[Work to be completed] Put every line of the records below into a JSON list of strings, one string per line and no blank lines. Leave the pictures out.

(Location identification records)
■ ■ ■ ■

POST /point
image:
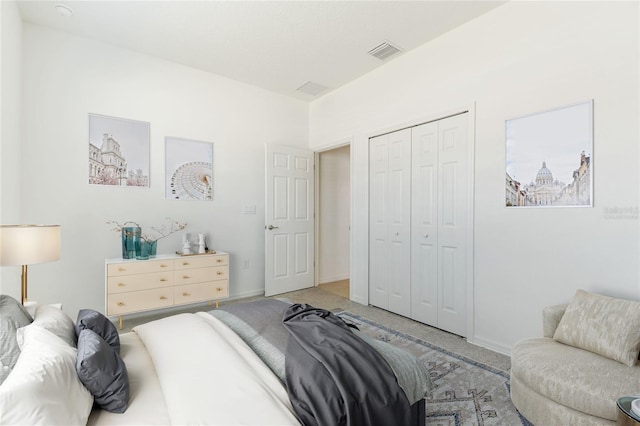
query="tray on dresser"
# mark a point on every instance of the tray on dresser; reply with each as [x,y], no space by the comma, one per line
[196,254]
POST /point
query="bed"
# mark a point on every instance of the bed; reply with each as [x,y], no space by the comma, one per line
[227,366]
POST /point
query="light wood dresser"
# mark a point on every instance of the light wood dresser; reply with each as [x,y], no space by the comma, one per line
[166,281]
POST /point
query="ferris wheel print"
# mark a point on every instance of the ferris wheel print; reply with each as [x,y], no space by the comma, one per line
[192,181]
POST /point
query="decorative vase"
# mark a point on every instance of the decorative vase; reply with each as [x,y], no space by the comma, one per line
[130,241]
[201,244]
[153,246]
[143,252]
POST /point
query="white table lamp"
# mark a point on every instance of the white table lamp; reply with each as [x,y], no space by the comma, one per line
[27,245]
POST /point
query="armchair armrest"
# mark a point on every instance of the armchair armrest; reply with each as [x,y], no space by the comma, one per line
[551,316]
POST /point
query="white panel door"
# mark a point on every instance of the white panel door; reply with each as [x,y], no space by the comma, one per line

■ ■ ■ ■

[The reply]
[
  "POST /point",
  "image:",
  "query=\"tray on dresser\"",
  "# mark a point on every instance of the tray on dresser; reply with each as [x,y], no space by the comma, one per line",
  "[196,254]",
  "POST /point",
  "query=\"bed\"",
  "# mark a point on every instance of the bed; reply with each as [x,y], no space by the comma, one per line",
  "[227,366]",
  "POST /point",
  "query=\"light wood dresser\"",
  "# mark a point on every instance of the light wood dresser; reply with each as [x,y], no space by the comma, one per line",
  "[166,281]",
  "POST /point",
  "query=\"ferris wheel print\"",
  "# mark a point on every instance of the ferris wheel print; reply with each as [x,y], no space by the comma, one per line",
  "[192,181]",
  "POST /point",
  "query=\"decorative vase\"",
  "# mark a point on every instance of the decorative vase; reply with each as [x,y], no space by the comma, one per line",
  "[130,241]",
  "[201,244]",
  "[153,246]",
  "[143,252]",
  "POST /point",
  "query=\"white table lamp\"",
  "# mark a point on every instance of the white table lamp; reply with each as [x,y], no space by the comma, one per line",
  "[27,245]",
  "POST /point",
  "query=\"armchair armrest\"",
  "# mark a point on every instance of the armchair armrest; reply with each as [x,y], no space by the comma, one per line",
  "[551,316]",
  "POST /point",
  "query=\"white panel door\"",
  "# mark a point on every instance of the white panel door; reply with each as [x,y], no space by the comma, one per line"
]